Herschrijf de alinea die begint met "Absoluut. In het begin" uit het paginafragment hieronder in beknoptere vorm, met behoud van de belangrijkste feiten.

**Paginafragment:**
-.-.-

Absoluut. In het begin moesten we eerst hun vertrouwen winnen, maar week na week merk ik wel dat ze losser en losser komen. Zich echt op hun gemak beginnen te voelen. Ik begin ook heel anders naar die kinderen te kijken. Je weet niet wat ze allemaal hebben meegemaakt op hun vluchtroute. Het is ook moeilijk in te schatten welke repercussies dat heeft gehad. Maar kinderen zijn flexibel. Staan open in het leven. Het zijn echte sponzen, zeer ontvankelijk voor al het nieuwe op hun pad. Jong als ze zijn, zijn ze ook enorm dankbaar. Alhoewel ze dat soms niet goed kunnen uiten. Ook omdat ze uit een cultuur komen die heel anders is dan de onze. Ze nemen me ondertussen meer in vertrouwen en komen me zaken vertellen die ze hebben meegemaakt of waar ze vragen rond hebben.

-.-.-

**Aangeleverde gegevens:**
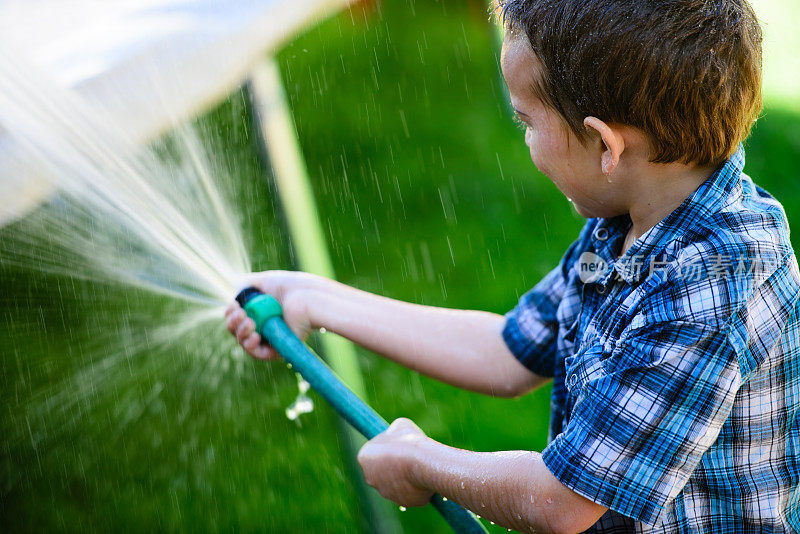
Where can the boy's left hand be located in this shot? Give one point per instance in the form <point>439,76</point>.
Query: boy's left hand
<point>388,462</point>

-.-.-

**Antwoord opdracht:**
Eerst moesten we het vertrouwen van de kinderen winnen, maar week na week worden ze losser en voelen ze zich meer op hun gemak. Ik ben ook anders naar hen gaan kijken. Wat ze op hun vluchtroute hebben meegemaakt en welke gevolgen dat heeft gehad, is moeilijk in te schatten. Toch zijn kinderen flexibel en open, echte sponzen die al het nieuwe opnemen. Ze zijn ook enorm dankbaar, al kunnen ze dat soms niet goed uiten, mede doordat hun cultuur sterk van de onze verschilt. Intussen nemen ze me meer in vertrouwen en vertellen ze me over hun ervaringen en hun vragen.